>> begin Dataset entries

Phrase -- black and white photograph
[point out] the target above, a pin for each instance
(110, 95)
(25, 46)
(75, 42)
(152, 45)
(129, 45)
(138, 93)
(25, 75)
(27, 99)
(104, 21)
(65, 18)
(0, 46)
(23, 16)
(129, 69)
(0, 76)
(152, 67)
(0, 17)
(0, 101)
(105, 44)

>> end Dataset entries

Goal. Rewrite all lines of the material above, requests included. Scale every coordinate in the answers by 0.4 and round each result to a whole number, rounding halves up.

Solution for this problem.
Phrase -- black and white photograph
[point out] the target above, a pin for each instance
(44, 38)
(10, 18)
(30, 17)
(61, 18)
(52, 18)
(55, 37)
(10, 30)
(11, 40)
(42, 8)
(26, 7)
(0, 18)
(9, 6)
(52, 28)
(0, 30)
(61, 27)
(0, 7)
(0, 40)
(42, 18)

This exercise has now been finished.